### Page excerpt

• • •

Financial regulators in South Korea said Monday they were seeking the entry of a fourth credit appraiser into the market, to improve credit rating market confidence and reduce collusive ties between rating agencies and the firms they evaluate.

The Financial Services Commission and the Financial Supervisory Service in a release Monday said the third-party committee will hold its first meeting next week, in order to evaluate the credit rating market.

The committee, launched in December 2016 comprising eight private members, will check the credit market environment once a year to see if it is ready to support a new credit rating firm, which regulators believe could quash oligopolistic moves by the three existing credit rating agencies -- NICE Investors Service, Korea Investors Service and Korea Ratings.

The private committee will also map out guidelines for market evaluation and discuss ways to toughen up on work approval of the agencies in the meeting.

(Herald DB)
(Herald DB)
The regulators also said they were moving to revise the Capital Markets Act to enable a corporate bond buyers of poorly evaluated firms to seek damages from their credit rating agencies. The law will be proposed formally by the first half of this year, according to FSC and FSS Monday.

The revision would also prohibit an evaluator at a credit rating agency from assessing firms they have business ties with, to prevent conflicts of interest.

• • •

### Raw data
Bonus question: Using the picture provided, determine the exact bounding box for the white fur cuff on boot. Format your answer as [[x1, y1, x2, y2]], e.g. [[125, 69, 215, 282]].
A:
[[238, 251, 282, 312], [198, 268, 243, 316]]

• • •

### To do
Extend the news article on South Korea's plan to add a fourth credit rating agency, starting right after its final sentence. The material placed after the article is separate from it and unrelated to it.

### Response
Failure to comply with the toughened rule would lead to the agencies’ immediate suspension of business. If the agencies do not correct the compliance problem after the suspension, they would be subject to withdrawal of business license.

Attention has been drawn to rating agencies’ downgrades coming late in South Korea since 2013, when Tong Yang Group’s corporate ratings were found to have been inflated, with the agencies not reporting the credit risks it found the group was facing.

The watchdogs, since September 2016, have been looking to crack down on the oligopolistic moves and said the leniency in risk assessment misled corporate bond buyers, who suffered financial losses from the purchase. The regulators have vowed to draw a hard line against the leniency, which had failed to pick up the looming bankruptcies of a number of firms including Tong Yang Group and Hanjin Shipping, and shook credit rating market confidence.